▸ What to work on
Write out, word for word, every line from the one containing "Where can the sea" through the last line of the records below, both ends included.

-- BEGIN Dataset entries --

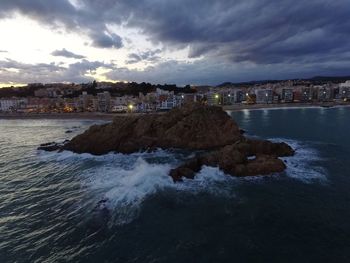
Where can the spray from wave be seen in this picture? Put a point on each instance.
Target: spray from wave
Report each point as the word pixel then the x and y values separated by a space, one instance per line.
pixel 305 164
pixel 121 183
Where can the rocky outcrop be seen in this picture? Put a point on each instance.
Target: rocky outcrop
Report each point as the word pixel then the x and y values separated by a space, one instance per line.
pixel 192 127
pixel 244 158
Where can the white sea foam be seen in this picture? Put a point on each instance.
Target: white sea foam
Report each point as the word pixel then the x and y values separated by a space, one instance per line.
pixel 126 181
pixel 305 164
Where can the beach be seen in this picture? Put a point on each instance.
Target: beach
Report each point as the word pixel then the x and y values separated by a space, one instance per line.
pixel 110 116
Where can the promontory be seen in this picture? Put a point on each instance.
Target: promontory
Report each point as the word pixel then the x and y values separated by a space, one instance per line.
pixel 207 130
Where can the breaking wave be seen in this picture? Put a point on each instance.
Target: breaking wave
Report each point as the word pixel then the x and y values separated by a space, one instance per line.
pixel 124 182
pixel 305 164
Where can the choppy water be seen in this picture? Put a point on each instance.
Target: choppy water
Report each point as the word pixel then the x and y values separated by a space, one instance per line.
pixel 50 210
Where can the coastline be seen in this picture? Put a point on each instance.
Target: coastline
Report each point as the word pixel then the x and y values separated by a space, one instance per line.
pixel 59 116
pixel 241 107
pixel 110 116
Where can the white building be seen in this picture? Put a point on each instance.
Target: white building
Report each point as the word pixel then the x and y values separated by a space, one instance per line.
pixel 12 104
pixel 344 90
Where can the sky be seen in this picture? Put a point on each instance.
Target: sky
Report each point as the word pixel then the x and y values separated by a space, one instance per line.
pixel 194 42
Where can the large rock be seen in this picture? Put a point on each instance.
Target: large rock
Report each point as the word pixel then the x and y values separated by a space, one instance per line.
pixel 194 127
pixel 244 158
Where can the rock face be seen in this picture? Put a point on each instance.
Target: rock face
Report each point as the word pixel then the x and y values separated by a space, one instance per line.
pixel 244 158
pixel 192 127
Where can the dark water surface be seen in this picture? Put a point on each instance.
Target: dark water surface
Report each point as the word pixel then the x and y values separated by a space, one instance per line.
pixel 50 210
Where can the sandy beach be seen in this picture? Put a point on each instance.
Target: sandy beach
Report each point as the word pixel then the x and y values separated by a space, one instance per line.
pixel 110 116
pixel 239 107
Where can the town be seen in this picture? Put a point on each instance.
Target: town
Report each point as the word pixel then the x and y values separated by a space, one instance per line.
pixel 122 97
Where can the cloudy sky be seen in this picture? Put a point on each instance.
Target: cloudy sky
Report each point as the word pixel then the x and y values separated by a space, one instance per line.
pixel 172 41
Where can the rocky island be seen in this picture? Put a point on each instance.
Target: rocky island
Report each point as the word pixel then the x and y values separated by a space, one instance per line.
pixel 206 129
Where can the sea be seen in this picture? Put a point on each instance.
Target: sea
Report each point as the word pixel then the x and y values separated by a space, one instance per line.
pixel 66 207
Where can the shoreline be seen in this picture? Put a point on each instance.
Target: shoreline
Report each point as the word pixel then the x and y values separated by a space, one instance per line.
pixel 242 107
pixel 110 116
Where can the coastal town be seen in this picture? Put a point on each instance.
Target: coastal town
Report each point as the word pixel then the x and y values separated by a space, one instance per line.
pixel 106 97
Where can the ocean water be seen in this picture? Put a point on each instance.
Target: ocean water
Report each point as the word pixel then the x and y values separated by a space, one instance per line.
pixel 65 207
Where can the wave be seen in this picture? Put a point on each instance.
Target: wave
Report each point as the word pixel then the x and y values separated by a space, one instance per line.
pixel 305 164
pixel 123 182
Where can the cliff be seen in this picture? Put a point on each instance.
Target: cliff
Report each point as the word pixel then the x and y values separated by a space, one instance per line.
pixel 192 127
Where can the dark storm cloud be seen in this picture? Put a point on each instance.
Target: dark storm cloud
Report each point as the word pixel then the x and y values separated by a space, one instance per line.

-- END Dataset entries --

▸ Solution below
Where can the sea be seen in this picture? Put a point on each instance.
Target: sea
Report each point as the word pixel then the x and y values separated by a space, one instance per line.
pixel 66 207
Where can the shoreline be seen in this picture? Put a point on each instance.
Target: shoreline
Report each point as the word pixel then the x and y values separated by a space, one instance per line.
pixel 242 107
pixel 110 116
Where can the coastal town be seen in this picture? Put a point on each instance.
Target: coastal town
Report each point as the word pixel then the x and y values separated by a space, one instance per line.
pixel 106 97
Where can the ocean water be seen in this picture? Put a point on each instance.
Target: ocean water
Report each point as the word pixel then the x and y values separated by a space, one instance per line.
pixel 65 207
Where can the wave be seen in this picture? Put a point on each instance.
Target: wave
Report each point as the word pixel then the x and y values separated by a space, one instance per line.
pixel 305 164
pixel 123 182
Where can the cliff be seen in this picture? Put a point on each instance.
Target: cliff
Report each point as the word pixel then the x and y values separated by a space, one instance per line.
pixel 192 127
Where can the dark storm cloud be seen in this picture? Put a point on each instance.
Target: dark storm cloud
Report each point as the word pixel then the x and y values separated by a space, one instance per line.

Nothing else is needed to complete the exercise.